WHAT YOU ARE ASKED TO DO:
Keyword search on "ribbon": report each line of the records that contains it.

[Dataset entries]
↓
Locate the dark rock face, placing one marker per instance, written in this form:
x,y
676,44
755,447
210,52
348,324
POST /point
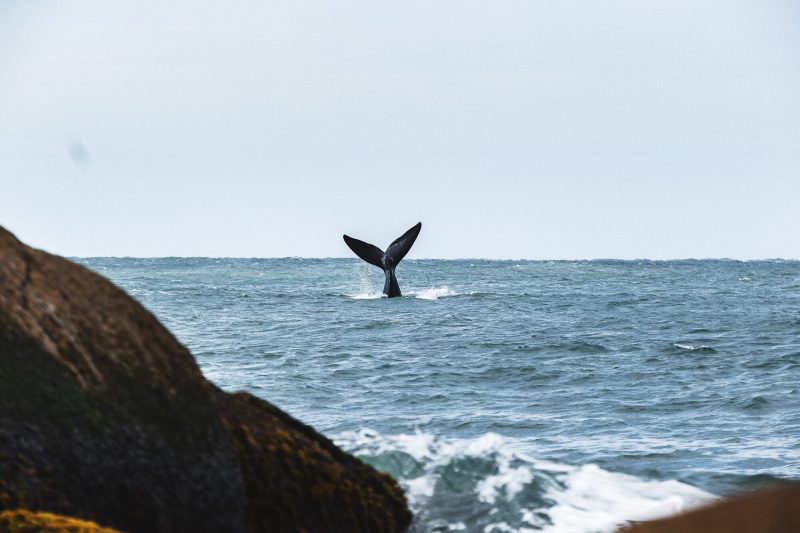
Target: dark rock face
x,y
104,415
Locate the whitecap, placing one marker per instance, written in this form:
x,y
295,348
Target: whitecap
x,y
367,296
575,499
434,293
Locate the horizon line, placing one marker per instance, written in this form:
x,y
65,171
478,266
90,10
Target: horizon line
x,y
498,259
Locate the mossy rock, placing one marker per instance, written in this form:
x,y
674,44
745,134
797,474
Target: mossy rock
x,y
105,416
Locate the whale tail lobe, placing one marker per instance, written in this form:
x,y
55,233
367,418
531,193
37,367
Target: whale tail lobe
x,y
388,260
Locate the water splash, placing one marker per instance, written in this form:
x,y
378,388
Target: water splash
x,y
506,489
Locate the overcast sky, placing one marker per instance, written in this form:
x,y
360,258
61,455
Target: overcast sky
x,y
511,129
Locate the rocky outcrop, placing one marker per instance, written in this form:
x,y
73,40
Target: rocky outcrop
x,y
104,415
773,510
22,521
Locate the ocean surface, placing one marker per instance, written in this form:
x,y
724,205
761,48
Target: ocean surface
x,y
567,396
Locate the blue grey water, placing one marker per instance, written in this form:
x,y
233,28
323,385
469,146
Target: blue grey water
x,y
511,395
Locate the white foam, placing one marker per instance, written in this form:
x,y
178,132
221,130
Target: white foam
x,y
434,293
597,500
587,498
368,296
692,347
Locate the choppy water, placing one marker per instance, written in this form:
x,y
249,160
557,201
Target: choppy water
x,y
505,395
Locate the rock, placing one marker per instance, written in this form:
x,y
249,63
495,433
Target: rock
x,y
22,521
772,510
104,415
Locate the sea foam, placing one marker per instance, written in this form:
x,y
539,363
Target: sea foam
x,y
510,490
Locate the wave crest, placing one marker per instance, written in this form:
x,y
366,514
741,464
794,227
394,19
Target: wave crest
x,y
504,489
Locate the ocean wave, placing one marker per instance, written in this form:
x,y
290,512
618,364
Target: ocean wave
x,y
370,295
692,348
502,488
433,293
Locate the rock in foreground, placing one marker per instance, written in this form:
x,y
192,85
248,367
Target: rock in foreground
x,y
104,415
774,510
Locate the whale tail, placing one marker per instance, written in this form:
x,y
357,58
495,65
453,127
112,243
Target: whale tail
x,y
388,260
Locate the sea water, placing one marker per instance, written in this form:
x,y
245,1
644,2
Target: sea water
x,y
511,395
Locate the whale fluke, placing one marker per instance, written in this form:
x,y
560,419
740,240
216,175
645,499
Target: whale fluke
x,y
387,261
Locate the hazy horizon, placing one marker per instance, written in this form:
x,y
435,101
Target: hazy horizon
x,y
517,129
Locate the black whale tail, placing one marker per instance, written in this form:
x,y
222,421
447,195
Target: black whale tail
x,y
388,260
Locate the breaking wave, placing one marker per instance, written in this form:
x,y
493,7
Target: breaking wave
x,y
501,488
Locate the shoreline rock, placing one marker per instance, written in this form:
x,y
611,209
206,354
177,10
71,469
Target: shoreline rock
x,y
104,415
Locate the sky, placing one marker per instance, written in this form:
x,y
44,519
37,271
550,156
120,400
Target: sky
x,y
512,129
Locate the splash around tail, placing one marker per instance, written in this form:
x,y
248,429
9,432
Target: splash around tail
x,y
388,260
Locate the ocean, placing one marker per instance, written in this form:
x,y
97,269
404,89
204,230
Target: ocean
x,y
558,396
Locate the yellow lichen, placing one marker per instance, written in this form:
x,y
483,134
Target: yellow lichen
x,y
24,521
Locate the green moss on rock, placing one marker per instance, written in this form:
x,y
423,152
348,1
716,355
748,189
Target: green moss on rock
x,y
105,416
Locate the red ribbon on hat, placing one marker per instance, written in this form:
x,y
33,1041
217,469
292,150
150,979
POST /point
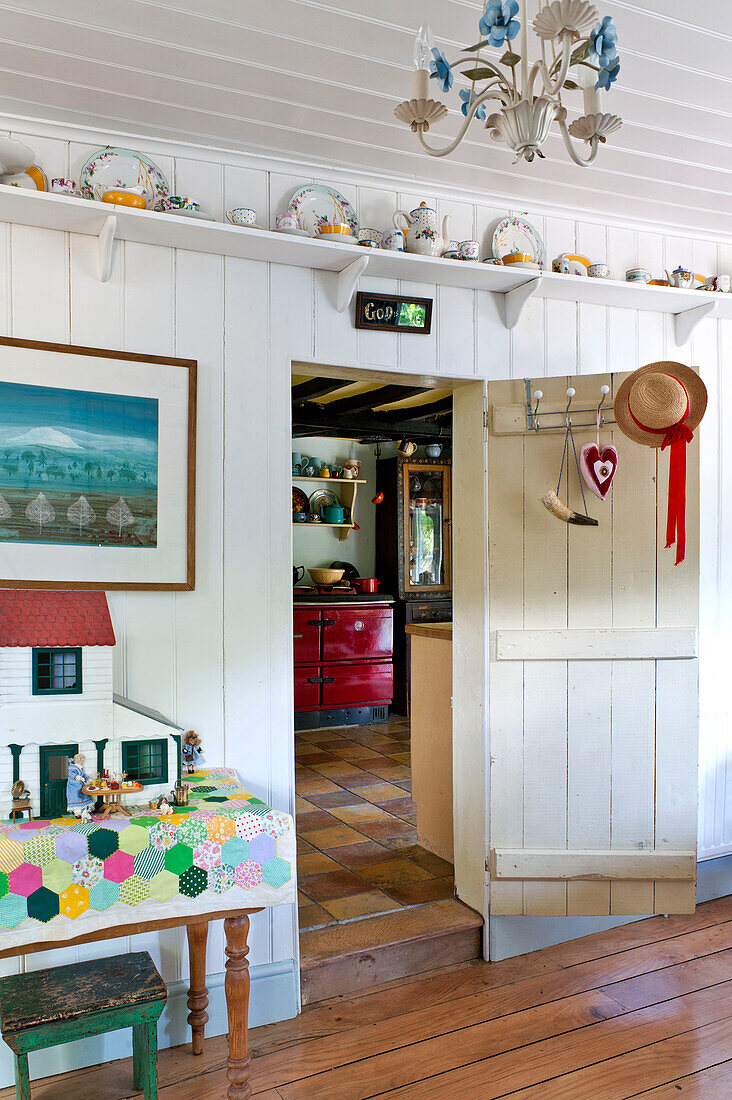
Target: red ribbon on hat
↑
RESULT:
Locate the red ribbon on hat, placing one marker per instance, written in this form:
Target: red ribbon on hat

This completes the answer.